任务说明 => 请将下面的全部条目原样逐行返回，不作任何改动。

(数据集节选)
-*-

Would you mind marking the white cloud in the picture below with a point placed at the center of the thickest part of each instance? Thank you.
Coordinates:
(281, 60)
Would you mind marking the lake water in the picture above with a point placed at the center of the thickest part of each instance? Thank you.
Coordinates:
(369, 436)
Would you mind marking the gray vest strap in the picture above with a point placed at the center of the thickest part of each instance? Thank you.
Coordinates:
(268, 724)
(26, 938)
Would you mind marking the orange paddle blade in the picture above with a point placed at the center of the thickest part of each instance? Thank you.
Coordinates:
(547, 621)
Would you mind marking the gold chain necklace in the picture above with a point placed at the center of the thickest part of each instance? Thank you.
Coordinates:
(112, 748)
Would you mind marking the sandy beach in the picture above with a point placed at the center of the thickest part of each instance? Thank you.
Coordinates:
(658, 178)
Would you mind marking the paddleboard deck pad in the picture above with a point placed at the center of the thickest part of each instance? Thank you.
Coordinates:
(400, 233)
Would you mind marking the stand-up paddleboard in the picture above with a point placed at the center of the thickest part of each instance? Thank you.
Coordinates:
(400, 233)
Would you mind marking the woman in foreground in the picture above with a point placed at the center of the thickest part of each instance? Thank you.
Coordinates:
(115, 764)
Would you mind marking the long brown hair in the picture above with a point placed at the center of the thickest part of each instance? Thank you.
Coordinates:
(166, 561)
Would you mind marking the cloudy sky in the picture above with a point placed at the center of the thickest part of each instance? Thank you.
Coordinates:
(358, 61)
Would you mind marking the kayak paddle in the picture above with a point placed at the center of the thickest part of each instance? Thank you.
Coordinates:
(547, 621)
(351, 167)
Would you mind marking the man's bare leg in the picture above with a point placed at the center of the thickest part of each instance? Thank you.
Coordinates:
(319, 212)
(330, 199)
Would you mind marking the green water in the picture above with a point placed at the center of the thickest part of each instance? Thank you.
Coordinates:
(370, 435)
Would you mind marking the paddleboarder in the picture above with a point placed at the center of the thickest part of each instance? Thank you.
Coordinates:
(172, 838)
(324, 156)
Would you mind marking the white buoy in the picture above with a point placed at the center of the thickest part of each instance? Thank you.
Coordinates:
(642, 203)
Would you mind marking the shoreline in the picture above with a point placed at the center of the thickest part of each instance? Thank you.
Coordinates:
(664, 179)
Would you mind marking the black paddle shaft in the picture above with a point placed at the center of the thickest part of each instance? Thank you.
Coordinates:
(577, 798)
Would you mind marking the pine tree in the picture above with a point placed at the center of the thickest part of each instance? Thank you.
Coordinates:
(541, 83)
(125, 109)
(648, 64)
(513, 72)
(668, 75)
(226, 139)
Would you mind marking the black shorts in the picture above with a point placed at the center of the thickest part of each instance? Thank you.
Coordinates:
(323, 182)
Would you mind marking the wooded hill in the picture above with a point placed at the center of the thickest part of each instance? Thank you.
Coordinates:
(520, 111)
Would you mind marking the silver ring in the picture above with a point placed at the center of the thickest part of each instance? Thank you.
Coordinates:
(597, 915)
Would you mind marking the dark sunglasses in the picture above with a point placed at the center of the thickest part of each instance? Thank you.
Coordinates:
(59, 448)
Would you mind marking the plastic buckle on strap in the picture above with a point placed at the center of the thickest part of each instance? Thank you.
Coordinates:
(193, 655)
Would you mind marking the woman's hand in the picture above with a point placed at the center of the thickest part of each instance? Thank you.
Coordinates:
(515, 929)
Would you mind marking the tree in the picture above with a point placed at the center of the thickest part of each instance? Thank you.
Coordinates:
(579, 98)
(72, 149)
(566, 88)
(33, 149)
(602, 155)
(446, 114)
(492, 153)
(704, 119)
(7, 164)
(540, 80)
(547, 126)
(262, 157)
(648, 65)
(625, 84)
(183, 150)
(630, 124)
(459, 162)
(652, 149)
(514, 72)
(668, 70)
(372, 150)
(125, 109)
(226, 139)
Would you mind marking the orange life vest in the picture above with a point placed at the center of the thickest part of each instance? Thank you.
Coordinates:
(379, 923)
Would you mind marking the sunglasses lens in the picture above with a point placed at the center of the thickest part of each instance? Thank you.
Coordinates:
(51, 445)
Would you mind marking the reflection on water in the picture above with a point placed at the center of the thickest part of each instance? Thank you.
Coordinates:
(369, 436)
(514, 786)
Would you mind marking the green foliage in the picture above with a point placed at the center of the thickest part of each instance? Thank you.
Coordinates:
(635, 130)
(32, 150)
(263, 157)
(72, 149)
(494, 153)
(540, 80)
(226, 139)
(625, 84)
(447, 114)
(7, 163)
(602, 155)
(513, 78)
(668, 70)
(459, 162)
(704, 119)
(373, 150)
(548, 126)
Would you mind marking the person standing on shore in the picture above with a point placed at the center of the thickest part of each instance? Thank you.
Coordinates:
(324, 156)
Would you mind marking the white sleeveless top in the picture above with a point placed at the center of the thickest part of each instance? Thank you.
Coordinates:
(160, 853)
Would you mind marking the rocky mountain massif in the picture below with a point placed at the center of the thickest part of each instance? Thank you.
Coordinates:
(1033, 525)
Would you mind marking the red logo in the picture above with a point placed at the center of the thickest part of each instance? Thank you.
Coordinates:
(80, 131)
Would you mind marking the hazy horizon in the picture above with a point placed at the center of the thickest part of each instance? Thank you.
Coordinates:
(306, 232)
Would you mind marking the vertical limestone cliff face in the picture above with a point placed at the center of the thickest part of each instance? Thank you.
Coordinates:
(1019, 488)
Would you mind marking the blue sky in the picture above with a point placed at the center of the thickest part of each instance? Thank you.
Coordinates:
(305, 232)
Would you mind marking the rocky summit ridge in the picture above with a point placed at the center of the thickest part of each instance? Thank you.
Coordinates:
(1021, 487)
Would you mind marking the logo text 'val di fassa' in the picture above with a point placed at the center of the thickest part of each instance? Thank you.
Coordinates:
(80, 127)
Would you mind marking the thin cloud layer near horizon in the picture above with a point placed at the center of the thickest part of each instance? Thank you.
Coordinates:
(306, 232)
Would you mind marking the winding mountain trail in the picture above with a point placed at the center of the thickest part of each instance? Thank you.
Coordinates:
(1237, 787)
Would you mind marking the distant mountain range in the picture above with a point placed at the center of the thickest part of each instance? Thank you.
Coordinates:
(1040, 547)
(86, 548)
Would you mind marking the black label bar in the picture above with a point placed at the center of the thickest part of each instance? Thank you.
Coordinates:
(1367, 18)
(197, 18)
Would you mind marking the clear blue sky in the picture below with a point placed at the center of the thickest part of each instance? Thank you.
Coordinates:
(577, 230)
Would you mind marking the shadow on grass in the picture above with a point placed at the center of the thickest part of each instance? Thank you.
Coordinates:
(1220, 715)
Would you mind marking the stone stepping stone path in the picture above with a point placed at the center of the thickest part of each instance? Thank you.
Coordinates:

-*-

任务结果 =>
Would you mind marking the white cloud in the picture below with a point placed at the center of the thickest part of each instance? Thank you.
Coordinates:
(281, 60)
Would you mind marking the lake water in the picture above with a point placed at the center of the thickest part of each instance? Thank you.
Coordinates:
(369, 436)
Would you mind marking the gray vest strap in the picture above with a point placed at the center of the thickest part of each instance? Thank you.
Coordinates:
(268, 724)
(26, 938)
Would you mind marking the orange paddle blade in the picture above with a point placed at the center of the thickest part of each instance? Thank you.
Coordinates:
(547, 621)
Would you mind marking the gold chain necklace in the picture above with a point placed at the center of the thickest part of each instance? Thank you.
Coordinates:
(112, 748)
Would you mind marking the sandy beach in the picture above with a point placed at the center of the thickest part of each instance? Thank you.
Coordinates:
(658, 178)
Would you mind marking the paddleboard deck pad in the picture above with a point placed at the center of the thickest part of each instance? Thank you.
Coordinates:
(400, 233)
Would you mind marking the stand-up paddleboard in the picture above with a point placed at the center of the thickest part of each instance? Thank you.
Coordinates:
(400, 233)
Would you mind marking the woman in foreground in the picture above with a point placed at the center of the thickest part of each instance? Thank you.
Coordinates:
(115, 764)
Would you mind marking the long brown hair in the picture above with a point placed at the center of the thickest part of each instance? Thank you.
Coordinates:
(166, 561)
Would you mind marking the cloudy sky in the picture above with a point placed at the center of the thickest part of each instance? Thank you.
Coordinates:
(358, 61)
Would you mind marking the kayak paddle in the picture above with a point placed at the center of the thickest part of each instance? Thank you.
Coordinates:
(547, 621)
(351, 167)
Would you mind marking the man's bare leg in the picture above with a point placed at the center of the thickest part of each instance? Thank you.
Coordinates:
(319, 212)
(330, 199)
Would you mind marking the green water in the picture above with a point placed at the center of the thickest part of each instance? Thank you.
Coordinates:
(370, 435)
Would you mind marking the paddleboarder in the picture above with a point placed at the center of the thickest part of each instance? Thank you.
Coordinates:
(172, 838)
(324, 156)
Would you mind marking the white buoy in the picture above with a point placed at the center of the thickest part of each instance? Thank you.
Coordinates:
(642, 203)
Would you mind marking the shoreline in the picture above with a point placed at the center of the thickest part of each instance? Thank you.
Coordinates:
(664, 179)
Would you mind marking the black paddle shaft in the picture above with a point placed at the center of the thickest part of each instance? Thank you.
Coordinates:
(577, 798)
Would you mind marking the pine tree in the picture above with a point placed at the center of the thickest part of each instance? Thank you.
Coordinates:
(541, 83)
(125, 109)
(648, 64)
(513, 72)
(668, 75)
(226, 139)
Would you mind marking the black shorts in the picture above with a point placed at the center of the thickest part of each instance? Thank you.
Coordinates:
(323, 182)
Would you mind marking the wooded hill in the picture above with a point placed at the center of the thickest part of each instance? Thank you.
Coordinates:
(520, 111)
Would you mind marking the silver ring in the picture above with a point placed at the center of the thickest part of each instance? Thank you.
Coordinates:
(597, 915)
Would you mind marking the dark sunglasses in the picture above with a point placed at the center of the thickest part of each instance? Thank you.
Coordinates:
(59, 448)
Would you mind marking the plastic buckle on strap in the picture above with a point placed at the center of the thickest part of each instance? Thank you.
Coordinates:
(193, 655)
Would you mind marking the woman's hand in the picture above with a point placed at the center of the thickest part of each instance? Thank you.
Coordinates:
(515, 929)
Would you mind marking the tree in the picture above with a point placed at the center of the thickest part of each instance? Thank you.
Coordinates:
(579, 98)
(72, 149)
(566, 88)
(33, 149)
(602, 155)
(446, 114)
(492, 153)
(704, 119)
(7, 164)
(540, 80)
(547, 126)
(262, 157)
(648, 65)
(625, 84)
(183, 150)
(630, 124)
(459, 162)
(652, 149)
(514, 72)
(668, 70)
(372, 150)
(125, 109)
(226, 139)
Would you mind marking the orange life vest in the picture above with a point placed at the center of the thickest part of each instance? Thank you.
Coordinates:
(379, 923)
Would you mind marking the sunglasses lens in the picture above with a point placed at the center of the thickest part of each instance? Thank you.
Coordinates:
(51, 445)
Would you mind marking the reflection on water in the picture above with a point placed at the center of the thickest part of each instance? Thank you.
Coordinates:
(369, 436)
(514, 786)
Would you mind marking the green foliage in the picture above with a point placed at the center of the thickest part of each instance? Thank you.
Coordinates:
(635, 130)
(32, 150)
(263, 157)
(72, 149)
(494, 153)
(540, 80)
(226, 139)
(625, 84)
(447, 114)
(7, 163)
(602, 155)
(513, 78)
(668, 70)
(459, 162)
(704, 119)
(373, 150)
(548, 126)
Would you mind marking the person standing on shore in the picture above with a point placed at the center of the thickest part of each instance? Thank you.
Coordinates:
(324, 156)
Would you mind marking the white sleeveless top in the picture above with a point placed at the center of the thickest part of each instance? Thank you.
Coordinates:
(160, 853)
Would you mind marking the rocky mountain massif in the picture below with a point placed at the center of the thickest part of each instance? Thank you.
Coordinates:
(1033, 525)
Would you mind marking the red logo in the picture above with a point placed at the center of the thickest part of each instance? Thank you.
Coordinates:
(80, 131)
Would you mind marking the hazy horizon in the picture above with a point placed at the center of the thickest part of each instance? Thank you.
Coordinates:
(306, 232)
Would you mind marking the vertical limestone cliff face in the picture above with a point placed at the center of the thickest part of each instance? Thank you.
Coordinates:
(1019, 488)
Would you mind marking the blue sky in the picture above with a point placed at the center of the thickest part of each instance? Thank you.
Coordinates:
(305, 232)
Would you mind marking the rocky summit ridge in the picture above with a point placed at the center of the thickest part of each instance? Thank you.
Coordinates:
(1021, 487)
Would you mind marking the logo text 'val di fassa' in the picture above with a point placed at the center of the thickest part of each instance? Thank you.
Coordinates:
(80, 127)
Would you mind marking the thin cloud layer near horizon in the picture above with a point placed at the center of the thickest part of each instance? Thank you.
Coordinates:
(306, 232)
Would you mind marking the winding mountain trail in the picture above with a point placed at the center of the thickest part of each instance? Thank you.
Coordinates:
(1237, 787)
Would you mind marking the distant mountain range in the picture above with a point placed at the center of the thickest part of each instance? Thank you.
Coordinates:
(1040, 547)
(86, 548)
Would you mind marking the black label bar in the picture above with a point placed at the center of the thickest part of each instance? Thank you.
Coordinates:
(1367, 18)
(197, 18)
Would you mind marking the clear blue sky in the picture below with a point placed at the center of the thickest part of each instance? Thank you.
Coordinates:
(577, 230)
Would you mind marking the shadow on grass in the picture above with a point placed at the center of the thickest part of each instance? Thank you.
Coordinates:
(1220, 715)
Would you mind marking the stone stepping stone path in the picture above with a point placed at the center of the thickest part of each instance? Thank you.
Coordinates:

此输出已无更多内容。